··· MATERIAL SUPPLIED ···

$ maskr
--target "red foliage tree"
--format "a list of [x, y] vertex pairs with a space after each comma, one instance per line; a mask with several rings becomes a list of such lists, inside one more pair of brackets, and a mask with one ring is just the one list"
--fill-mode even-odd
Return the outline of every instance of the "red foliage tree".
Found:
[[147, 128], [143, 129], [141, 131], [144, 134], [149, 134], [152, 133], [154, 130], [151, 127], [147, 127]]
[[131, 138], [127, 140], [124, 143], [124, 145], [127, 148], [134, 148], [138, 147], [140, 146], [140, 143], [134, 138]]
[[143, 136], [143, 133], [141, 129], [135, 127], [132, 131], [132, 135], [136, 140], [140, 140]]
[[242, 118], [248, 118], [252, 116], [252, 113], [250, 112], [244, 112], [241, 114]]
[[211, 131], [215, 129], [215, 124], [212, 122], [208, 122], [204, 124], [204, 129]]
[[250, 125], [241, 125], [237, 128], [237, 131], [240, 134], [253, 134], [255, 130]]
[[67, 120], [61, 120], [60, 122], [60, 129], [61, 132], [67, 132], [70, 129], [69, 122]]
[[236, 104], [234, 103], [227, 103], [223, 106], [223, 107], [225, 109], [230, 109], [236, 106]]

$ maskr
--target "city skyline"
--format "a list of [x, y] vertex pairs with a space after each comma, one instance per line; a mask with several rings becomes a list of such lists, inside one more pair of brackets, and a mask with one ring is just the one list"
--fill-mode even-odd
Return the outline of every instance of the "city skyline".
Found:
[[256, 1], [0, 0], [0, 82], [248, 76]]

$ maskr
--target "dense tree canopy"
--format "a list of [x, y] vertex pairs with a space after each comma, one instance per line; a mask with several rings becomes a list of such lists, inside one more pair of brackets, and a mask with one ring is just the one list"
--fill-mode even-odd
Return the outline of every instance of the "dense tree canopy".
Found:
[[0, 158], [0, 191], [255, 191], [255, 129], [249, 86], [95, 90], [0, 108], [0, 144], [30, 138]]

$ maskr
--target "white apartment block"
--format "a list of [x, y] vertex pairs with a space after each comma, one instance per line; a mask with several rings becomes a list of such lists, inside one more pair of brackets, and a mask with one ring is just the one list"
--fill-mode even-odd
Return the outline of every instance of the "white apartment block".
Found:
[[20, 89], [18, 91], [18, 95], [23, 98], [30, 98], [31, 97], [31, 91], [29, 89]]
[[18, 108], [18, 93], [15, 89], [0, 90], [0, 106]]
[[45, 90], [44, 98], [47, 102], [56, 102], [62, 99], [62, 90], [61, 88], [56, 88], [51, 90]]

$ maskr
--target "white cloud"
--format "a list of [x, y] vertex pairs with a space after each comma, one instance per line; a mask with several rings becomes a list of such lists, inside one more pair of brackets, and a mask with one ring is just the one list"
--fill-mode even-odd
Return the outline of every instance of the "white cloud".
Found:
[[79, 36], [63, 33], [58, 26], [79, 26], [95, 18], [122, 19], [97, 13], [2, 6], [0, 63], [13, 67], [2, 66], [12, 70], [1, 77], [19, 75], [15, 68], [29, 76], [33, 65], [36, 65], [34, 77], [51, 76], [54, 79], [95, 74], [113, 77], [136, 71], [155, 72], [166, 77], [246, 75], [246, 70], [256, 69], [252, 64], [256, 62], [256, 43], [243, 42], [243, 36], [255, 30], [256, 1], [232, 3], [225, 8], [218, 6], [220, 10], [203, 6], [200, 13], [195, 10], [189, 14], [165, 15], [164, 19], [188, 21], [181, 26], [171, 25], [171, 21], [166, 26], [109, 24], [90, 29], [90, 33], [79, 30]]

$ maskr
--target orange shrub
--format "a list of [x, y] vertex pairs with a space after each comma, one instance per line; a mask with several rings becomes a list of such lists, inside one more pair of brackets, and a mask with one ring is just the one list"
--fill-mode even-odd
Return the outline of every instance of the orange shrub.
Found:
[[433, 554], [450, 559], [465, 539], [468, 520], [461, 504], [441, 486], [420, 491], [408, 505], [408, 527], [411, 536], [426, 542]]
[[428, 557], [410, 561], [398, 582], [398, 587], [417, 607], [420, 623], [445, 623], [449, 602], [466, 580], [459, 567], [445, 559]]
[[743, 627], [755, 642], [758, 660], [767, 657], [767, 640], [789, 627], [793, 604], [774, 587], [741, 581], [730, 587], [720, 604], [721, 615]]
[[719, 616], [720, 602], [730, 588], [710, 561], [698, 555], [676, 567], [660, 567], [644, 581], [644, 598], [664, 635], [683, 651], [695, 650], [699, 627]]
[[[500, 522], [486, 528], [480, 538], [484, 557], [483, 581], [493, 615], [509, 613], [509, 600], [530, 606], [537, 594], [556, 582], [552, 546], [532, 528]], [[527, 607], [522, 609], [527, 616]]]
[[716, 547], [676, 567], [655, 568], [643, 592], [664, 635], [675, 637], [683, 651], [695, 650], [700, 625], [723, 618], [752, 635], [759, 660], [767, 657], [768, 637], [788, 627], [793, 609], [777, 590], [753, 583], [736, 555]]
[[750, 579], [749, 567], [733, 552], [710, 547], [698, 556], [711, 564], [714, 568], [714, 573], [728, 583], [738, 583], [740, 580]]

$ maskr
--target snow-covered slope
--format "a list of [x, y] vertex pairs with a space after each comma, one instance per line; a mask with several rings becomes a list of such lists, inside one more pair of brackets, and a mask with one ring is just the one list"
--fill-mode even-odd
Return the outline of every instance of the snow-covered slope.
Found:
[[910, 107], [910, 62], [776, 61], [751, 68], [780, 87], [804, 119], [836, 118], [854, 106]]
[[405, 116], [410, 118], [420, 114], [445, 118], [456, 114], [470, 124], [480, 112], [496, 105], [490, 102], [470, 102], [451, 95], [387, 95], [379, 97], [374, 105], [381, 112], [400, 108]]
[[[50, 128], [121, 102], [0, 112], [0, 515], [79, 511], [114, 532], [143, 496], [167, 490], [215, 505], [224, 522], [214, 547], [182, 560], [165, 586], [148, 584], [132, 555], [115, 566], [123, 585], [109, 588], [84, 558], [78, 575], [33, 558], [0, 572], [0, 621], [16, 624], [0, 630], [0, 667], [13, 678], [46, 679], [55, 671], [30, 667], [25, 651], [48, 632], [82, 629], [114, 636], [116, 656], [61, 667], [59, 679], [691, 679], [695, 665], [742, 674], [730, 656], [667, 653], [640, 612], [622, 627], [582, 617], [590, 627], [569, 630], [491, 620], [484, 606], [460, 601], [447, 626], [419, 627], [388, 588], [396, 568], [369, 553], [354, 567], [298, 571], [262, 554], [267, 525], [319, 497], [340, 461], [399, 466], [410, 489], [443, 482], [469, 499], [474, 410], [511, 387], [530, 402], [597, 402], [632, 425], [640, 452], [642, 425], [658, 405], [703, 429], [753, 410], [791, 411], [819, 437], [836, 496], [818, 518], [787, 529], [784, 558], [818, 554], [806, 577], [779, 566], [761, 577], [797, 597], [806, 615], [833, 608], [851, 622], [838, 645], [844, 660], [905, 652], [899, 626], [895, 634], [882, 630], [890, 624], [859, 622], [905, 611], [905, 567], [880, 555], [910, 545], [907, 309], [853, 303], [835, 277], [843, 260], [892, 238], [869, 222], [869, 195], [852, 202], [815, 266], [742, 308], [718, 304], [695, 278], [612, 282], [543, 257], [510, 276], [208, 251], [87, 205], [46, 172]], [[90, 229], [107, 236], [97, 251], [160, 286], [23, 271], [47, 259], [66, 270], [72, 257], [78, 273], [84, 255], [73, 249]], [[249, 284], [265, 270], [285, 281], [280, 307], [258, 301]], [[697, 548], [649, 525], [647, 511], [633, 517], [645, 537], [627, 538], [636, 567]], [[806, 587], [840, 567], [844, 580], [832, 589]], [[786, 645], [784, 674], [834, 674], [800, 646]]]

···

Recast every line of the rows above as a numbered list, omitting blank lines.

SOLUTION TO THIS TASK —
1. $ maskr
2. --target "red foliage tree"
3. --format "a list of [x, y] vertex pairs with a space after each comma, one instance per line; a mask with several rings becomes a list of such lists, inside one more pair of brackets, and a mask with one ring is just the one list"
4. --fill-mode even-odd
5. Return the outline of every instance of the "red foliage tree".
6. Found:
7. [[147, 128], [143, 129], [141, 131], [144, 134], [149, 134], [152, 133], [154, 130], [151, 127], [147, 127]]
8. [[131, 138], [127, 140], [124, 143], [124, 145], [127, 148], [134, 148], [138, 147], [140, 146], [140, 143], [134, 138]]
9. [[143, 136], [143, 133], [141, 129], [135, 127], [132, 131], [132, 135], [136, 140], [140, 140]]
10. [[242, 118], [248, 118], [252, 116], [252, 113], [250, 112], [244, 112], [241, 114]]
11. [[211, 131], [215, 129], [215, 124], [212, 122], [208, 122], [204, 124], [204, 129]]
12. [[250, 125], [241, 125], [237, 128], [237, 131], [240, 134], [253, 134], [255, 130]]
13. [[67, 120], [61, 120], [60, 122], [60, 129], [61, 132], [67, 132], [70, 129], [69, 122]]
14. [[236, 104], [234, 103], [227, 103], [223, 106], [223, 107], [225, 109], [230, 109], [236, 106]]
15. $ maskr
16. --target "city skyline"
17. --format "a list of [x, y] vertex pairs with a space after each comma, one instance per line; a mask with several rings becomes a list of such lists, inside one more pair of brackets, and a mask with one ring is just the one list"
18. --fill-mode even-odd
19. Return the outline of every instance of the "city skyline".
20. Found:
21. [[256, 1], [0, 0], [0, 82], [248, 76]]
22. $ maskr
23. --target "dense tree canopy"
24. --format "a list of [x, y] vertex pairs with a space after each comma, one instance per line; a mask with several rings becomes a list of such lists, inside one more pair of brackets, and a mask with one ring is just the one list"
25. --fill-mode even-odd
26. Return the outline of every instance of the "dense tree canopy".
27. Found:
28. [[0, 158], [0, 191], [255, 191], [255, 129], [249, 86], [95, 90], [0, 108], [0, 144], [30, 138]]
29. $ maskr
30. --target "white apartment block"
31. --format "a list of [x, y] vertex pairs with a space after each comma, one instance per line; a mask with several rings becomes a list of such lists, inside one more pair of brackets, and a mask with one ring is just the one list"
32. --fill-mode even-odd
33. Return the outline of every instance of the "white apartment block".
34. Found:
35. [[20, 89], [18, 91], [18, 95], [23, 98], [30, 98], [31, 97], [31, 91], [29, 89]]
36. [[18, 108], [18, 93], [15, 89], [0, 90], [0, 106]]
37. [[45, 90], [44, 98], [47, 102], [56, 102], [62, 99], [62, 90], [61, 88], [56, 88], [51, 90]]
38. $ maskr
39. --target "white cloud"
40. --format "a list of [x, y] vertex pairs with a space after each comma, one instance per line; a mask with several rings becomes a list of such lists, inside one more pair of brackets, and a mask with one ring is just the one list"
41. --fill-mode even-odd
42. Return the outline of every instance of the "white cloud".
43. Found:
44. [[79, 36], [63, 33], [58, 26], [79, 26], [95, 18], [122, 19], [97, 13], [2, 6], [0, 63], [13, 67], [2, 66], [12, 70], [1, 77], [19, 75], [15, 68], [29, 76], [33, 65], [36, 65], [34, 77], [51, 76], [54, 79], [95, 74], [113, 77], [136, 71], [155, 72], [166, 77], [246, 75], [246, 70], [256, 69], [252, 64], [256, 62], [256, 43], [243, 42], [243, 36], [255, 30], [256, 1], [232, 3], [225, 8], [218, 6], [220, 10], [203, 6], [200, 13], [195, 10], [189, 14], [165, 15], [164, 19], [188, 21], [181, 26], [171, 25], [171, 21], [166, 26], [109, 24], [90, 29], [90, 33], [79, 30]]
45. $ maskr
46. --target orange shrub
47. --format "a list of [x, y] vertex pairs with a space after each comma, one instance per line; a mask with several rings becomes a list of such lists, inside one more pair of brackets, and a mask with one ring is just the one list"
48. --fill-mode even-odd
49. Return the outline of every instance of the orange shrub.
50. Found:
51. [[433, 554], [450, 559], [465, 539], [468, 520], [461, 504], [441, 486], [420, 491], [408, 505], [408, 527], [411, 536], [426, 542]]
52. [[428, 557], [410, 561], [398, 582], [398, 587], [417, 607], [420, 623], [445, 623], [449, 602], [466, 580], [459, 567], [445, 559]]
53. [[743, 627], [755, 642], [758, 660], [767, 657], [767, 640], [789, 627], [793, 604], [774, 587], [741, 581], [730, 587], [720, 604], [721, 615]]
54. [[719, 616], [720, 602], [730, 588], [710, 561], [698, 555], [676, 567], [660, 567], [644, 581], [644, 598], [664, 635], [683, 651], [695, 650], [699, 627]]
55. [[[500, 522], [486, 528], [480, 538], [484, 557], [483, 581], [493, 615], [509, 613], [509, 600], [530, 606], [537, 594], [556, 582], [552, 546], [532, 528]], [[527, 607], [522, 609], [527, 616]]]
56. [[716, 547], [676, 567], [655, 568], [643, 592], [664, 635], [675, 637], [683, 651], [695, 650], [700, 625], [723, 618], [752, 635], [759, 660], [767, 657], [768, 637], [788, 627], [793, 609], [777, 590], [753, 583], [736, 555]]
57. [[750, 579], [749, 567], [733, 552], [710, 547], [698, 556], [711, 564], [714, 568], [714, 573], [728, 583], [738, 583], [740, 580]]
58. $ maskr
59. --target snow-covered slope
60. --format "a list of [x, y] vertex pairs with a space after each comma, one instance per line; a mask with several rings becomes a list of such lists, inside one more pair of brackets, and a mask with one ring is just the one list"
61. --fill-mode even-odd
62. Return the outline of every instance of the snow-covered slope.
63. Found:
64. [[910, 107], [910, 62], [776, 61], [751, 68], [780, 87], [804, 119], [836, 118], [854, 106]]
65. [[405, 116], [410, 118], [420, 114], [445, 118], [456, 114], [470, 124], [480, 112], [496, 105], [490, 102], [470, 102], [451, 95], [387, 95], [379, 97], [374, 105], [381, 112], [400, 108]]
66. [[[50, 128], [121, 102], [0, 112], [0, 515], [79, 511], [114, 532], [143, 496], [167, 490], [215, 505], [224, 522], [214, 547], [182, 560], [165, 586], [148, 584], [132, 555], [115, 566], [123, 585], [109, 588], [84, 558], [78, 575], [33, 558], [0, 572], [0, 621], [16, 624], [0, 630], [0, 667], [13, 678], [46, 679], [55, 671], [30, 667], [25, 651], [48, 632], [82, 629], [114, 636], [116, 656], [61, 667], [59, 679], [691, 679], [695, 665], [742, 674], [730, 656], [667, 653], [640, 612], [622, 627], [582, 617], [590, 627], [569, 630], [491, 620], [484, 606], [460, 601], [447, 626], [419, 627], [388, 588], [396, 568], [369, 553], [354, 567], [298, 571], [262, 554], [267, 525], [319, 497], [340, 461], [399, 466], [410, 489], [443, 482], [469, 499], [474, 410], [511, 387], [530, 402], [597, 402], [632, 425], [640, 452], [642, 425], [658, 405], [703, 429], [753, 410], [791, 411], [819, 437], [836, 496], [818, 518], [787, 529], [784, 558], [818, 554], [806, 577], [779, 566], [761, 577], [797, 597], [806, 615], [833, 608], [851, 622], [838, 645], [844, 660], [905, 652], [899, 626], [895, 634], [882, 630], [890, 624], [859, 622], [905, 611], [905, 567], [880, 555], [910, 545], [907, 309], [853, 303], [835, 277], [843, 260], [892, 238], [869, 222], [869, 195], [852, 202], [815, 266], [742, 308], [718, 304], [695, 278], [612, 282], [543, 257], [510, 276], [208, 251], [87, 205], [46, 172]], [[90, 229], [107, 236], [97, 251], [160, 286], [23, 271], [47, 259], [66, 270], [72, 257], [78, 273], [84, 255], [73, 249]], [[249, 284], [265, 270], [285, 281], [280, 307], [258, 301]], [[697, 548], [649, 525], [647, 511], [633, 517], [645, 537], [627, 538], [636, 567]], [[806, 587], [840, 567], [844, 580], [832, 589]], [[786, 645], [784, 674], [834, 674], [800, 646]]]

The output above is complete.